[Image boundary annotation data]

——————

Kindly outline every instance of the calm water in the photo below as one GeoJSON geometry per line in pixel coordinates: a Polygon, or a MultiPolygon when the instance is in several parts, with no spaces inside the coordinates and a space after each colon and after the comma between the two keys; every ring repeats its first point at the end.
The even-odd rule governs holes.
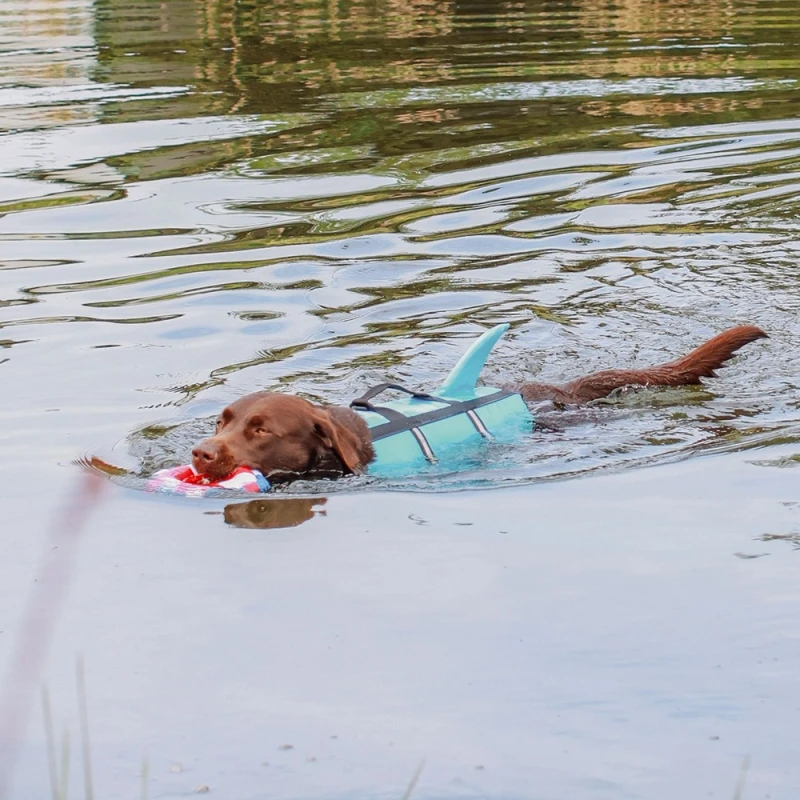
{"type": "Polygon", "coordinates": [[[81,656],[103,797],[798,797],[798,53],[781,0],[0,3],[0,667],[79,459],[499,322],[490,381],[771,337],[435,483],[109,483],[30,673],[71,796],[81,656]]]}

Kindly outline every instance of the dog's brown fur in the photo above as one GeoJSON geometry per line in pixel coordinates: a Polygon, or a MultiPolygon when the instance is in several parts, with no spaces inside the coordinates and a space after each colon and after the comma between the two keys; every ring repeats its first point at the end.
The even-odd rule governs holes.
{"type": "MultiPolygon", "coordinates": [[[[606,370],[553,386],[510,384],[529,403],[588,403],[623,386],[689,386],[713,378],[749,342],[766,337],[752,325],[731,328],[683,358],[641,370],[606,370]]],[[[216,433],[192,450],[201,474],[220,480],[236,467],[260,470],[272,483],[298,478],[336,478],[363,472],[375,457],[369,428],[349,408],[319,406],[291,395],[259,392],[231,403],[216,433]]]]}

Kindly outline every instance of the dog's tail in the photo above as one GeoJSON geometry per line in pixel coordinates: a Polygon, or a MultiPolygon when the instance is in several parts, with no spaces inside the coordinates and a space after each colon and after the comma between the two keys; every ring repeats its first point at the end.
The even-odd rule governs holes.
{"type": "Polygon", "coordinates": [[[740,348],[767,336],[754,325],[740,325],[720,333],[683,358],[647,369],[609,369],[563,386],[523,384],[520,387],[526,400],[554,400],[559,403],[588,403],[605,397],[623,386],[691,386],[700,378],[716,377],[719,369],[740,348]],[[548,391],[539,391],[539,390],[548,391]],[[526,391],[527,390],[527,391],[526,391]]]}

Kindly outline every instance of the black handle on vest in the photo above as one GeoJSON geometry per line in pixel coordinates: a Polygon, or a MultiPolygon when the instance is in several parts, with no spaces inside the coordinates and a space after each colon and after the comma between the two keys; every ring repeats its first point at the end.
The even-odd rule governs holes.
{"type": "MultiPolygon", "coordinates": [[[[379,383],[377,386],[373,386],[371,389],[367,389],[361,397],[356,397],[350,403],[350,408],[365,408],[367,411],[371,411],[373,408],[372,400],[374,397],[377,397],[382,392],[385,392],[387,389],[394,389],[397,392],[405,392],[406,394],[410,394],[412,397],[415,397],[417,400],[438,400],[438,397],[433,397],[432,395],[427,394],[426,392],[415,392],[413,389],[406,389],[405,386],[401,386],[399,383],[379,383]]],[[[443,400],[440,402],[448,402],[447,400],[443,400]]]]}

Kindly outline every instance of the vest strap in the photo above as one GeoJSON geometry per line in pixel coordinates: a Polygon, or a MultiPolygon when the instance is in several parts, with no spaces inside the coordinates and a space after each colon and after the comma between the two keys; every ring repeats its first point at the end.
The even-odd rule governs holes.
{"type": "Polygon", "coordinates": [[[396,433],[410,431],[417,440],[422,454],[428,461],[434,463],[436,461],[436,455],[430,443],[425,438],[425,434],[420,430],[423,425],[438,422],[448,417],[454,417],[458,414],[465,414],[481,436],[485,439],[491,439],[492,434],[483,424],[483,420],[478,416],[475,409],[481,406],[487,406],[491,403],[496,403],[498,400],[511,397],[514,394],[516,394],[516,392],[507,392],[503,389],[498,389],[496,392],[484,395],[483,397],[473,397],[469,400],[450,400],[446,397],[437,397],[436,395],[427,394],[426,392],[416,392],[397,383],[381,383],[368,389],[361,397],[357,397],[353,400],[353,402],[350,403],[350,407],[357,411],[372,411],[376,414],[380,414],[387,420],[382,425],[376,425],[374,428],[370,428],[369,433],[373,441],[386,439],[389,436],[394,436],[396,433]],[[418,400],[430,400],[436,403],[444,403],[445,407],[437,408],[433,411],[425,411],[413,417],[407,417],[389,406],[378,406],[372,403],[373,398],[389,389],[405,392],[405,394],[411,395],[418,400]]]}

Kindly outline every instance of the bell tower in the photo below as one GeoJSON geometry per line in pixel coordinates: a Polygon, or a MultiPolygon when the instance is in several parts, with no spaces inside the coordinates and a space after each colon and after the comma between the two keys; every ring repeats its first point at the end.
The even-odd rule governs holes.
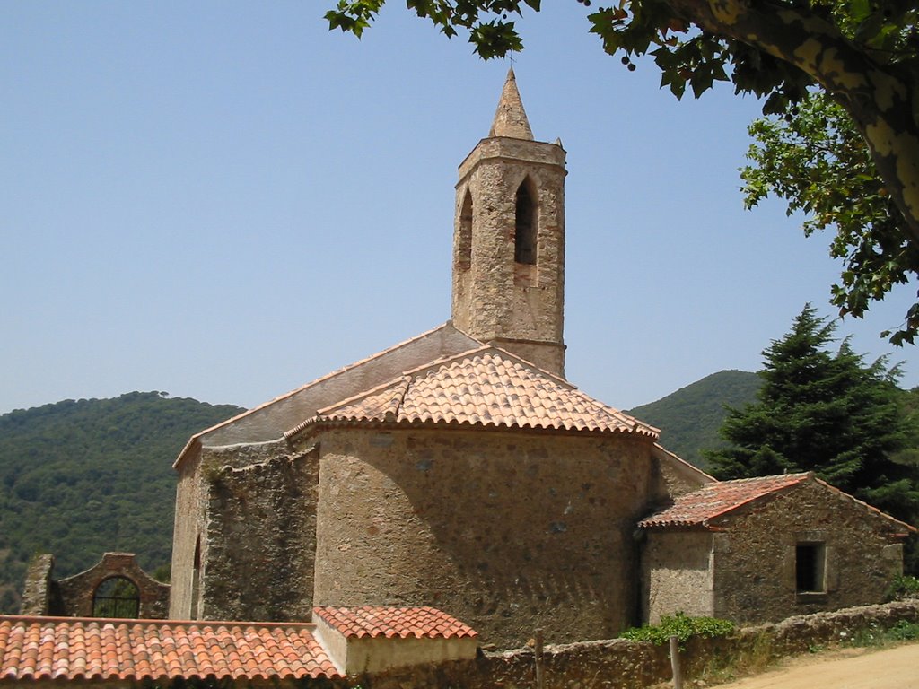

——————

Task goal:
Extract every row above verbatim, omitting the pictures.

Response to the exercise:
Kindly outline every instance of the calm water in the photo below as one GeoJSON geometry per line in pixel coordinates: a Polygon, or a MultiPolygon when the instance is in several parts, with no spaces inside the coordinates and a space after each colon and after the comma between the two keys; every ring repeats its first point at the end.
The even-odd rule governs holes.
{"type": "Polygon", "coordinates": [[[81,656],[103,797],[798,797],[798,53],[781,0],[0,3],[0,667],[79,459],[499,322],[490,381],[771,337],[435,483],[109,483],[30,673],[71,796],[81,656]]]}

Kindly outline every instance of the dog's brown fur in the photo above as one GeoJSON geometry per line in pixel coordinates: a Polygon, or a MultiPolygon when the instance is in several parts, with no spaces inside the coordinates and a space after each colon and after the comma between the two keys; every ring repeats its first point at the end.
The even-odd rule governs holes.
{"type": "MultiPolygon", "coordinates": [[[[606,370],[553,386],[510,384],[529,403],[588,403],[623,386],[689,386],[713,378],[749,342],[766,337],[752,325],[731,328],[683,358],[641,370],[606,370]]],[[[216,433],[192,450],[201,474],[220,480],[236,467],[260,470],[272,483],[298,478],[336,478],[363,472],[375,457],[369,428],[349,408],[319,406],[291,395],[259,392],[231,403],[216,433]]]]}

Kindly outline every instance of the dog's tail in the photo above as one GeoJSON geometry per line in pixel coordinates: a Polygon, or a MultiPolygon when the instance is in several parts, with no spaces inside the coordinates and a space after each colon and after the comma between the two keys; every ring repeats its first point at the end.
The even-odd rule governs holes.
{"type": "Polygon", "coordinates": [[[740,348],[767,336],[754,325],[740,325],[720,333],[683,358],[647,369],[609,369],[563,386],[523,384],[520,387],[526,400],[554,400],[559,403],[588,403],[605,397],[623,386],[691,386],[700,378],[716,377],[719,369],[740,348]],[[548,391],[539,391],[539,390],[548,391]],[[526,391],[527,390],[527,391],[526,391]]]}

Kindly outline every instance of the black handle on vest in the photo above as one GeoJSON geometry per line in pixel coordinates: a Polygon, or a MultiPolygon when the instance is in several parts, with no spaces inside the coordinates and a space after each colon and after the comma between the two keys; every ring repeats its first point at the end.
The even-odd rule governs holes.
{"type": "MultiPolygon", "coordinates": [[[[379,383],[377,386],[373,386],[371,389],[367,389],[361,397],[356,397],[350,403],[350,408],[365,408],[367,411],[371,411],[373,408],[372,400],[374,397],[377,397],[382,392],[385,392],[387,389],[394,389],[397,392],[405,392],[406,394],[410,394],[412,397],[415,397],[417,400],[438,400],[438,397],[433,397],[432,395],[427,394],[426,392],[415,392],[413,389],[406,389],[405,386],[401,386],[399,383],[379,383]]],[[[443,400],[440,402],[448,402],[447,400],[443,400]]]]}

Kindly outline every instance of the vest strap in the photo above as one GeoJSON geometry per line in pixel coordinates: a Polygon, or a MultiPolygon when the instance is in several parts, with no spaces inside the coordinates and a space after each colon and after the comma between the two keys; every ring repeats its first point at the end.
The even-odd rule governs holes.
{"type": "Polygon", "coordinates": [[[396,433],[410,431],[417,440],[422,454],[428,461],[434,463],[436,461],[436,455],[430,443],[425,438],[425,434],[420,430],[423,425],[438,422],[448,417],[454,417],[458,414],[465,414],[481,436],[485,439],[491,439],[492,434],[483,424],[483,420],[478,416],[475,409],[481,406],[487,406],[491,403],[496,403],[498,400],[511,397],[514,394],[516,394],[516,392],[507,392],[503,389],[498,389],[496,392],[484,395],[483,397],[473,397],[469,400],[450,400],[446,397],[437,397],[436,395],[427,394],[426,392],[416,392],[397,383],[381,383],[368,389],[361,397],[357,397],[353,400],[353,402],[350,403],[350,407],[357,411],[372,411],[376,414],[380,414],[387,420],[382,425],[376,425],[374,428],[370,428],[369,433],[373,441],[386,439],[389,436],[394,436],[396,433]],[[418,400],[430,400],[436,403],[444,403],[445,407],[437,408],[433,411],[425,411],[413,417],[407,417],[389,406],[378,406],[372,403],[373,398],[389,389],[405,392],[405,394],[411,395],[418,400]]]}

Kindly outline every instance of the bell tower in the photo below as one GeoJSON geometry per line in pixel coordinates: a Polygon, or a MultiPolygon when the instance is in several parts, with no spaces inside the coordinates and a space after each colon and after the comma between the two keys; every ring repeats its first point at the end.
The even-odd rule governs holes.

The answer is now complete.